Verbatim copy without images: repeat the records in full.

Extracted data entries
★ ★ ★

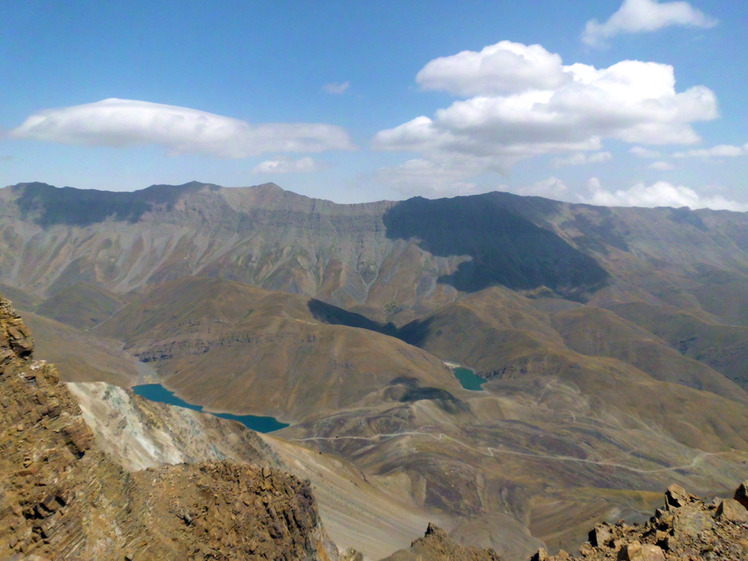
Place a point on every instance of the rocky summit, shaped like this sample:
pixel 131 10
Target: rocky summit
pixel 686 527
pixel 61 497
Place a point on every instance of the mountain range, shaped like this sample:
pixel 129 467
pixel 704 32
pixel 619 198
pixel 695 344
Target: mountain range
pixel 613 343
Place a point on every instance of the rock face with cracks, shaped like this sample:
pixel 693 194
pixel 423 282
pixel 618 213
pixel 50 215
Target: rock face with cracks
pixel 61 497
pixel 686 528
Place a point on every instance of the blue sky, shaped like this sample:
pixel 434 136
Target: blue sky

★ ★ ★

* SOLUTION TO THIS EXERCISE:
Place a point on every instance of the rocky summit, shaped like this sample:
pixel 131 10
Target: rocky summit
pixel 686 527
pixel 61 497
Place a point on every instance of the mountain range, shaped like this sample:
pixel 129 467
pixel 704 32
pixel 619 198
pixel 695 344
Target: mountain range
pixel 613 343
Place a point on every instance of the rock face with cracks, shaped like this sample:
pixel 693 194
pixel 423 282
pixel 618 213
pixel 50 215
Target: rock face with cracks
pixel 61 497
pixel 686 528
Place a point on every instance of the blue sky, shaped like this sample:
pixel 434 136
Target: blue sky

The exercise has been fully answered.